+++ DATA FOR THIS TASK +++

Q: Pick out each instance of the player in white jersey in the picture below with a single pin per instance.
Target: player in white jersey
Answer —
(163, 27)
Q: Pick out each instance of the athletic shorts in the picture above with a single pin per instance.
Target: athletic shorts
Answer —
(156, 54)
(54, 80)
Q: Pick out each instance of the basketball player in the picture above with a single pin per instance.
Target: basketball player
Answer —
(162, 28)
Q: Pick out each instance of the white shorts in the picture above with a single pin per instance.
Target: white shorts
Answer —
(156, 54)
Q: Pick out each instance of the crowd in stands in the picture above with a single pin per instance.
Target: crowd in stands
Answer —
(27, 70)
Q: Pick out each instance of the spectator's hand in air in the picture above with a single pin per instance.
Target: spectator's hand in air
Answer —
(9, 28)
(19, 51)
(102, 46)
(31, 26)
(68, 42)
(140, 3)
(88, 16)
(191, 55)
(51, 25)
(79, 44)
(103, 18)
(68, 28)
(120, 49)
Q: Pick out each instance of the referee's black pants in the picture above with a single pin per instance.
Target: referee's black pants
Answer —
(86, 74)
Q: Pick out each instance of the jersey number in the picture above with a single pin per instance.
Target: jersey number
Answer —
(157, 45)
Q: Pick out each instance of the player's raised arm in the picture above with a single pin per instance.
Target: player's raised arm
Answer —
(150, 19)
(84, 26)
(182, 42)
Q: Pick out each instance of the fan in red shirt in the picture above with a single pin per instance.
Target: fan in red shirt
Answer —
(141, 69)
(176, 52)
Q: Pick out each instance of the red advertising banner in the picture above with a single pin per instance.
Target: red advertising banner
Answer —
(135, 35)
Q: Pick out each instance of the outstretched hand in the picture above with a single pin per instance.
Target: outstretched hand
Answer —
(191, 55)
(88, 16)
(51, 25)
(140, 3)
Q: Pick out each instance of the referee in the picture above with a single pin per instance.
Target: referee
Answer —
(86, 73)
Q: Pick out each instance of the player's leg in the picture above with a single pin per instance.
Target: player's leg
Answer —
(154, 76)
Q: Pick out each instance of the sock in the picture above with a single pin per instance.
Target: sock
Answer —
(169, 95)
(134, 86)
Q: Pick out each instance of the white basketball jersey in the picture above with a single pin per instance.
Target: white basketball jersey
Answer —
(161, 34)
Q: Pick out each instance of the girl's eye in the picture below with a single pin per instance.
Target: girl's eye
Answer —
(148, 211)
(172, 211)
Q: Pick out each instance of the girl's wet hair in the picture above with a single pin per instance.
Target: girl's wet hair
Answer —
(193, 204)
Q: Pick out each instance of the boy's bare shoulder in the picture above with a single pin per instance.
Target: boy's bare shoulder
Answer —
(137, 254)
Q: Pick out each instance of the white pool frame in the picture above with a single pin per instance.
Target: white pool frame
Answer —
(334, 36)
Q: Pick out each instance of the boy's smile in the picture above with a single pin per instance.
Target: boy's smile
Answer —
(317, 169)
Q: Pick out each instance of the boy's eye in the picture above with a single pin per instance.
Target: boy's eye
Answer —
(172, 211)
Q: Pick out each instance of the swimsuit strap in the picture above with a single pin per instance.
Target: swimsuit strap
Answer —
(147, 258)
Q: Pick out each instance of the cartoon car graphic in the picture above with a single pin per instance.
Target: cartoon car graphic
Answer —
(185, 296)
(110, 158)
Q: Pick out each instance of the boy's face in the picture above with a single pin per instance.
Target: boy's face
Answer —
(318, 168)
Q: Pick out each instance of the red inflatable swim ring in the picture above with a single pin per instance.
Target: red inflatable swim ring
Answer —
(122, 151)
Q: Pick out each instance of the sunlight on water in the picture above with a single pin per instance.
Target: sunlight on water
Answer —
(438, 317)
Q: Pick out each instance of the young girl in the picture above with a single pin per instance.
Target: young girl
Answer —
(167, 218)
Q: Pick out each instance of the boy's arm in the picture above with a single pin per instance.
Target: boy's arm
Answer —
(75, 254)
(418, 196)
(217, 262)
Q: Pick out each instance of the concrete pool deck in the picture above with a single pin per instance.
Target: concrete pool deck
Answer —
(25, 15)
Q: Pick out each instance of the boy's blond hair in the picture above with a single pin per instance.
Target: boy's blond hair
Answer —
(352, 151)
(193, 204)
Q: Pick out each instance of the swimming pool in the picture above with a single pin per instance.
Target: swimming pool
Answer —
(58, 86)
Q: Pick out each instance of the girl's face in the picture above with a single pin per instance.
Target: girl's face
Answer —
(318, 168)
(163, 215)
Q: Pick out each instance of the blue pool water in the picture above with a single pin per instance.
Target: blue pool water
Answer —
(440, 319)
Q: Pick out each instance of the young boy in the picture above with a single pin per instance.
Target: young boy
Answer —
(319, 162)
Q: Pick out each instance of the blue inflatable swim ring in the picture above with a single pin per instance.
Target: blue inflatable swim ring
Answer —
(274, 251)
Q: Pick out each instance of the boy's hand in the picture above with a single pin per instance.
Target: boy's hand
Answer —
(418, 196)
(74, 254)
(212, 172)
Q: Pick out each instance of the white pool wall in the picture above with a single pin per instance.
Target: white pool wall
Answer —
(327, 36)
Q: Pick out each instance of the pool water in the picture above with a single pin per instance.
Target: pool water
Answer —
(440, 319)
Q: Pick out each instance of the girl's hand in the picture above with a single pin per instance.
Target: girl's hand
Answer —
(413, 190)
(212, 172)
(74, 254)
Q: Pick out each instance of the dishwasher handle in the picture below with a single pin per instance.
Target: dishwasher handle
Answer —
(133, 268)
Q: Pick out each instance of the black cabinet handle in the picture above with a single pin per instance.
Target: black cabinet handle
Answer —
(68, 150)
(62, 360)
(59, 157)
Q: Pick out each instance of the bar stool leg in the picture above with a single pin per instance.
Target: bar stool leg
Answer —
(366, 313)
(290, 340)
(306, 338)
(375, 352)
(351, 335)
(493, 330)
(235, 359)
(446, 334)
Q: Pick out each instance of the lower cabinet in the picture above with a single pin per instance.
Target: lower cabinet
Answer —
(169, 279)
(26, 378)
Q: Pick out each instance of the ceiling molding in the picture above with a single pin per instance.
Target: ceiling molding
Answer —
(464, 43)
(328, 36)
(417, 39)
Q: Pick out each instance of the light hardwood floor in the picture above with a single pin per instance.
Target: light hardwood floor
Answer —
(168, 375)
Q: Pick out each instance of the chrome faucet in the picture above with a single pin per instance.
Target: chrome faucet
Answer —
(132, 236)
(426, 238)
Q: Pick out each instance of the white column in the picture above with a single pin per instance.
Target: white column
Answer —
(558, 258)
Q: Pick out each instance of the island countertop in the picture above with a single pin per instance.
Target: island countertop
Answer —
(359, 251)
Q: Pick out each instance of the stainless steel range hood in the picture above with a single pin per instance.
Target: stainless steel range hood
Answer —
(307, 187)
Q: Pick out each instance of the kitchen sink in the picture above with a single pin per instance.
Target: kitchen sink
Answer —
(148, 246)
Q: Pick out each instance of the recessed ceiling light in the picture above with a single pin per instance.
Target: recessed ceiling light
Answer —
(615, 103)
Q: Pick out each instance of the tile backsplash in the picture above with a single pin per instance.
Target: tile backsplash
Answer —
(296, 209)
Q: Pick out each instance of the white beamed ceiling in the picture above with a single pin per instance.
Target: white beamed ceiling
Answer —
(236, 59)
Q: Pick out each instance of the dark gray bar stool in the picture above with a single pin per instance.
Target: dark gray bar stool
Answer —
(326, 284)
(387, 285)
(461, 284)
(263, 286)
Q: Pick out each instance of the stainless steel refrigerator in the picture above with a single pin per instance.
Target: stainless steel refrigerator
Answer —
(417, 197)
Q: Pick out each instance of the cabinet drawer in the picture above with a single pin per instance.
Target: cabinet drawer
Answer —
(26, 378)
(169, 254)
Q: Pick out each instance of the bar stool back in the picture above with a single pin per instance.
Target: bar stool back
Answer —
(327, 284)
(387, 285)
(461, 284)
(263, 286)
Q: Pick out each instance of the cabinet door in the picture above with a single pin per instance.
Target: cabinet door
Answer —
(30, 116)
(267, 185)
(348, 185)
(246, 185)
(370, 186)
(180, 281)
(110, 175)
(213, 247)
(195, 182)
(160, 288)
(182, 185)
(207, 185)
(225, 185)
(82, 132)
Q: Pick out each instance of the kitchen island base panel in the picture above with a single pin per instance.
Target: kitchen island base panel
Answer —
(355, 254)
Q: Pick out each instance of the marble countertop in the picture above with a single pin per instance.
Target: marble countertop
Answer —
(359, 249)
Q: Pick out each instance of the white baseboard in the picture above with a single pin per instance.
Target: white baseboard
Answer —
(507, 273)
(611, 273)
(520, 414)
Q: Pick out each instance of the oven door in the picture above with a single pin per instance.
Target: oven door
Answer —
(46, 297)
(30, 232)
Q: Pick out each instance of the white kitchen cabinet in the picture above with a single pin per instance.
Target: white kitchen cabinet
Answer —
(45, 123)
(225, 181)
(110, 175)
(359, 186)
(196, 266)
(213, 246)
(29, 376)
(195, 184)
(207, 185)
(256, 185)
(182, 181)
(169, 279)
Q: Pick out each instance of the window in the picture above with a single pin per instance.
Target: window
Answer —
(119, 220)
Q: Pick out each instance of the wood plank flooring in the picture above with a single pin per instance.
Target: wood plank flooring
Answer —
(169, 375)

+++

- WHAT YOU ARE ASKED TO DO -
Nothing but a number is expected here: the number of lines above that hold the word "face".

- ANSWER FOR THIS EXERCISE -
4